## Problems to solve
1. Answer these from the Sylow subgroup solution below, one line each:
(a) What is the order of the group \(G\)?
(b) According to the short answer, how many conjugates does \(P\) have in \(G\)?
(c) What heading is given to step 01?
2. Carry the Sylow subgroup solution below forward from the point where it stops.

Let \(P\) be a Sylow 2 -subgroup of a group \(G\) of order 20 . If \(P\) is not a normal subgroup of \(G,\) how many conjugates does \(P\) have in \(G\) ?

Short Answer

Expert verified
The Sylow 2-subgroup \( P \) has 5 conjugates in \( G \).

Step by step solution

01

Sylow's Theorem Application

According to Sylow’s theorem, the number of 2-Sylow subgroups, denoted by \( n_2 \), satisfies two conditions: \( n_2 \equiv 1 \pmod{2} \) and \( n_2 \big| \frac{20}{2} = 10 \). Therefore, the possible values for \( n_2 \) are 1, 2, 5, and 10.

## Entries
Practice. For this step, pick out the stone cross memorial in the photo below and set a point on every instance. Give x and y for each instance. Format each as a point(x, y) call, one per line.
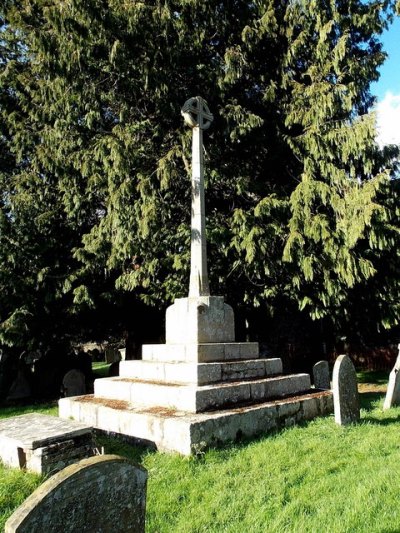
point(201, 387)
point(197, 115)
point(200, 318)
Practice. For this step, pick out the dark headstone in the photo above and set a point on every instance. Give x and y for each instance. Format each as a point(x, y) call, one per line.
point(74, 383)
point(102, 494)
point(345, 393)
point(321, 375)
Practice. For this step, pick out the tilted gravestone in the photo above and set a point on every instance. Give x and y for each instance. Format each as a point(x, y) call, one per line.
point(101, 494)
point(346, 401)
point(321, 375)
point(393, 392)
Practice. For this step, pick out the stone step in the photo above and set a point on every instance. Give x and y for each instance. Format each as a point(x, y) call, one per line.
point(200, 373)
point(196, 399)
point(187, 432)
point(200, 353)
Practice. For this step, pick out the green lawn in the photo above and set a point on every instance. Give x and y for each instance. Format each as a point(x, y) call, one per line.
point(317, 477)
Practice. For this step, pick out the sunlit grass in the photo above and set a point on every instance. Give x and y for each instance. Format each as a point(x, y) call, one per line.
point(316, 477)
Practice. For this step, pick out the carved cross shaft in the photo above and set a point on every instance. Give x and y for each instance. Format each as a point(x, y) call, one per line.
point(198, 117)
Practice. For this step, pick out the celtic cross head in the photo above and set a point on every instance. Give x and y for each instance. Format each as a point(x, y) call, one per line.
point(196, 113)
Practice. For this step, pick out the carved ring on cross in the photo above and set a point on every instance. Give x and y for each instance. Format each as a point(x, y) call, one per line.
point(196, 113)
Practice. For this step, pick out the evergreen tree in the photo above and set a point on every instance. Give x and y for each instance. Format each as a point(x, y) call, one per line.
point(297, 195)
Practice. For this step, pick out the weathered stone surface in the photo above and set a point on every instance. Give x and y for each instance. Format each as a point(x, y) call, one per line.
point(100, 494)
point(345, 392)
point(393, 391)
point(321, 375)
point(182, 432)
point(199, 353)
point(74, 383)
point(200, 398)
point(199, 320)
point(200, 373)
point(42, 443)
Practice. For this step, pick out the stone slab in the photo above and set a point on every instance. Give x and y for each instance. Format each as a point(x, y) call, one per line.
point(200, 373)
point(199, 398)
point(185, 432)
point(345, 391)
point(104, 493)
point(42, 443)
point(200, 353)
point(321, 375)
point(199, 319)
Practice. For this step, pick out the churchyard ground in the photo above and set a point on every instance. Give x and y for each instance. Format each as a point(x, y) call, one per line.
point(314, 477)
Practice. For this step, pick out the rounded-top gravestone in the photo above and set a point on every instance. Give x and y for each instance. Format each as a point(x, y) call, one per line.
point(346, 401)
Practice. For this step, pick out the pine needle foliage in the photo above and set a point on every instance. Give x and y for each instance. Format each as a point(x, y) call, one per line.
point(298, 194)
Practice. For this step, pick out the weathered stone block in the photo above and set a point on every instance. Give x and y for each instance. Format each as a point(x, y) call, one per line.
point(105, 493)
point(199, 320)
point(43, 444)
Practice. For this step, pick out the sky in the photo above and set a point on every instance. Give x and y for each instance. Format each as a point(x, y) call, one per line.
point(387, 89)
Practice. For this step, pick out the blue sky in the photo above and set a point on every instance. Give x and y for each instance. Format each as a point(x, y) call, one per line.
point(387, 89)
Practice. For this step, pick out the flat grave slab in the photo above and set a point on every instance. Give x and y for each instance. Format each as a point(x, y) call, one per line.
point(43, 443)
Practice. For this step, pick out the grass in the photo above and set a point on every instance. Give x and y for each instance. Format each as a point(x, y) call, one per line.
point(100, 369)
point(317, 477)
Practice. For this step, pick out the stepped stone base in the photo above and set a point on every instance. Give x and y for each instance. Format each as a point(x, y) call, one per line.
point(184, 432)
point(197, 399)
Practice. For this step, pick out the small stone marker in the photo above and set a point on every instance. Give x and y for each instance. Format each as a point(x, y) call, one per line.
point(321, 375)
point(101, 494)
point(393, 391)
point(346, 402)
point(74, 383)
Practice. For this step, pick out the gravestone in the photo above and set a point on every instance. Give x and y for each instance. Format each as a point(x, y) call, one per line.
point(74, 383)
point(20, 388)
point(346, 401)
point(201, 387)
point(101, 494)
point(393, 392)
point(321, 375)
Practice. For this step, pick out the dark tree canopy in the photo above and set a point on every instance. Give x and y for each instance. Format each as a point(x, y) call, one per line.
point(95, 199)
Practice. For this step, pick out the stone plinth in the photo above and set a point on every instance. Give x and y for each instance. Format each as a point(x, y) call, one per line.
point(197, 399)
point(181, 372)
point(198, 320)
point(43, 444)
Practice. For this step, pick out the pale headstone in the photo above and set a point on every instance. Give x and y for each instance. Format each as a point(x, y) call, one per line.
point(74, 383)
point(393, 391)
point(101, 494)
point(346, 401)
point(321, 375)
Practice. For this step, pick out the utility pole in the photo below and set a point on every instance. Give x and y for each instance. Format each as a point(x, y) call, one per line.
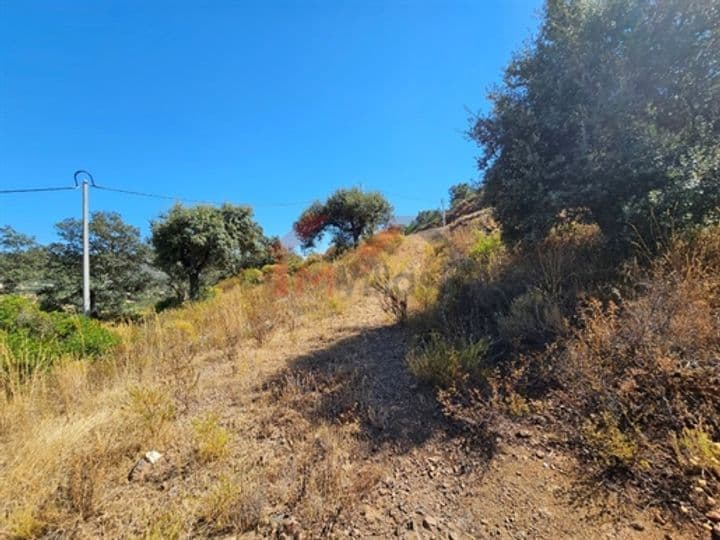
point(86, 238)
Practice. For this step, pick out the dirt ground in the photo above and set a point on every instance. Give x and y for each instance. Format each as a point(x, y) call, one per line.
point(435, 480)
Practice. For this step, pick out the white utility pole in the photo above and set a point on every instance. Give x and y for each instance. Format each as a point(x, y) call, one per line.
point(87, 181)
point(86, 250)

## Results of the tasks
1.
(a) 20
(b) 5
(c) Sylow's Theorem Application

2.
02

Checking Normality Condition

For a Sylow 2-subgroup \( P \) to be normal in \( G \), the number of such subgroups \( n_2 \) must be 1. Since we are given that \( P \) is not normal, \( n_2 \) cannot be 1. Thus, we consider the next possible values, which are 2, 5, or 10.
03

Verifying Divisibility

The only values of \( n_2 \) from the previous step that satisfy both conditions (\( n_2 \equiv 1 \pmod{2} \) and \( n_2 \mid 10 \)) are 5 and 1, but 1 is invalid due to the non-normality condition, leaving \( n_2 = 5 \) as the only possible solution.
04

Conclusion on the Number of Conjugates

Since there are 5 Sylow 2-subgroups of \( G \), this means that \( P \) must have 5 conjugates in \( G \). The number of conjugates of a subgroup equals the number of Sylow \( p \)-subgroups when it is not normal.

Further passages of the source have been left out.